__RECORDED DATA__:
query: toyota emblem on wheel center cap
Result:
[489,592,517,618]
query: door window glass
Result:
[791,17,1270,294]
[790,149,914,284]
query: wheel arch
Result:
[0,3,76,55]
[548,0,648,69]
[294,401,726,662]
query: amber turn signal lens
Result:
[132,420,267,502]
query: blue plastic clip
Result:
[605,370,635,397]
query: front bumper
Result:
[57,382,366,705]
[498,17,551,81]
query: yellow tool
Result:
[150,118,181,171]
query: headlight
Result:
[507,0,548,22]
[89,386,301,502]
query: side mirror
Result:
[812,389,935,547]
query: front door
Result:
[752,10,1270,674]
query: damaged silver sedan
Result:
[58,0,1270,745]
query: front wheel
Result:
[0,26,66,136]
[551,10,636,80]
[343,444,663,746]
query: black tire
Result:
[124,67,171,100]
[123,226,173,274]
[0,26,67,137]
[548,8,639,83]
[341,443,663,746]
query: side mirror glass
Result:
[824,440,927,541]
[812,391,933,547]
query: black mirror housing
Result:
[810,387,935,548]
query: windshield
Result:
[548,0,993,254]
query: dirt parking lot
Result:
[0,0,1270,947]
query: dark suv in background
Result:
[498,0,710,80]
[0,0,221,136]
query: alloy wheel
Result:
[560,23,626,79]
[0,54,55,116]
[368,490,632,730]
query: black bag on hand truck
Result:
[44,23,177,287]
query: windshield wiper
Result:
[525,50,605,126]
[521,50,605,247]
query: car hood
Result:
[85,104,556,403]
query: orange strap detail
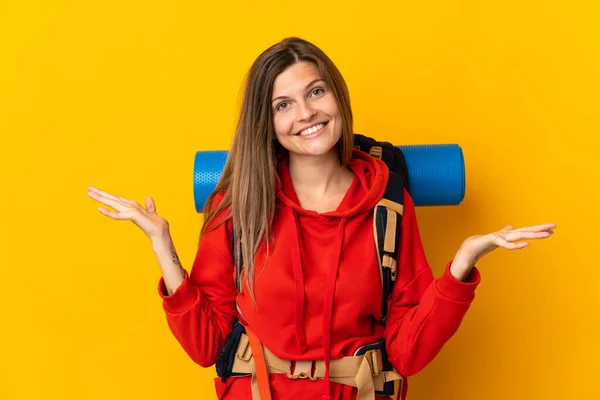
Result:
[245,326,271,400]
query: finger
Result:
[494,236,529,250]
[88,192,129,211]
[145,197,156,213]
[515,223,556,232]
[98,207,128,220]
[88,186,120,200]
[504,231,550,242]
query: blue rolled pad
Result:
[194,144,466,213]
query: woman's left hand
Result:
[450,223,556,281]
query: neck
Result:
[289,151,348,196]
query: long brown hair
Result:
[202,37,354,299]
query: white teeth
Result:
[299,124,325,136]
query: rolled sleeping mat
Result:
[194,144,466,213]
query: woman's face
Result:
[271,61,342,156]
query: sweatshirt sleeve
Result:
[158,194,237,367]
[384,191,480,376]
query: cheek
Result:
[273,114,292,138]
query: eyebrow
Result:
[271,78,325,103]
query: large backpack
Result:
[354,134,408,322]
[232,134,408,322]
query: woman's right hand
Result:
[88,186,169,241]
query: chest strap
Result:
[232,334,403,400]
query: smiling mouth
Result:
[296,121,329,136]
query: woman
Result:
[89,38,555,400]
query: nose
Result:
[297,100,317,121]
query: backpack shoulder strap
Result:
[373,171,404,321]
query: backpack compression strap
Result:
[373,171,404,321]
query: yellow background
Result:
[0,0,600,400]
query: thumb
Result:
[145,196,156,213]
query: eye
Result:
[275,101,287,111]
[310,87,325,96]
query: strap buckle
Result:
[287,361,319,382]
[365,349,383,376]
[381,254,397,281]
[235,335,252,361]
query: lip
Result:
[295,121,329,139]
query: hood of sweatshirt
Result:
[277,150,388,218]
[277,150,388,399]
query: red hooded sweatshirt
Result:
[159,151,480,400]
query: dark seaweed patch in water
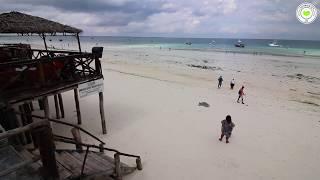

__DIRECTIVE__: Please find each line in the entries above that contains the word "door" and copy those lines. Case counts.

__THE SOLUTION__:
query: door window glass
query: front door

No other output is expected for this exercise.